■ **EXCERPT PROVIDED**:

# # #

- Synonyms: Abdominojugular reflux, hepatojugular reflux
- Purpose: Diagnosis of right ventricle dysfunction

= Abdominojugular test =

Physical examination test useful in diagnosing right ventricle dysfunction

The abdominojugular test, also known as abdominojugular reflux (AJR) or hepatojugular reflux test, is a physical examination test useful in diagnosing right ventricle dysfunction, particularly right ventricular failure.

AJR is a test for measuring jugular venous pressure (JVP) through the distention of the internal jugular vein. A positive AJR test correlates with the pulmonary artery pressure and thus is a marker for right heart dysfunction, specifically right ventricular failure.

Reflux in this context means backup of the circulatory system and is not to be confused with reflex.

==Procedure==
The clinician presses firmly over either the right upper quadrant of the abdomen (i.e., over the liver) or over the center of the abdomen for 10 seconds with a pressure of 20 to 35 mm Hg while observing the swelling of the internal jugular vein in the neck and also observing to be sure the patient does not perform a Valsalva maneuver.

# # #

■ **DATA FOR REVIEW**:
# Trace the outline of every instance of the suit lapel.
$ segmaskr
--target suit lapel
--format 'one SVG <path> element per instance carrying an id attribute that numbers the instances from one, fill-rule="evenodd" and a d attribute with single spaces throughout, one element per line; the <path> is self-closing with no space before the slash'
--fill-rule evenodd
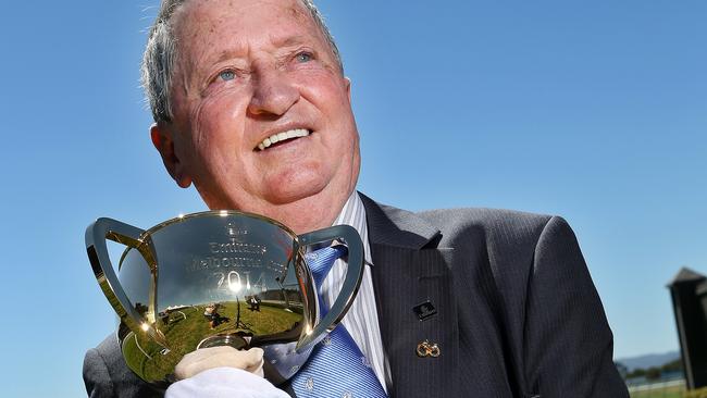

# # #

■ **EXERCISE**: Please recast the paragraph in the abdominojugular test text that begins "The clinician presses firmly" as a brief list of steps, keeping its main facts.

■ **EXPECTED ANSWER**:
- The clinician presses firmly over the right upper quadrant of the abdomen (over the liver) or over the center of the abdomen.
- Pressure is held for 10 seconds at 20 to 35 mm Hg.
- Meanwhile, the clinician watches the internal jugular vein in the neck for swelling.
- The clinician also makes sure the patient does not perform a Valsalva maneuver.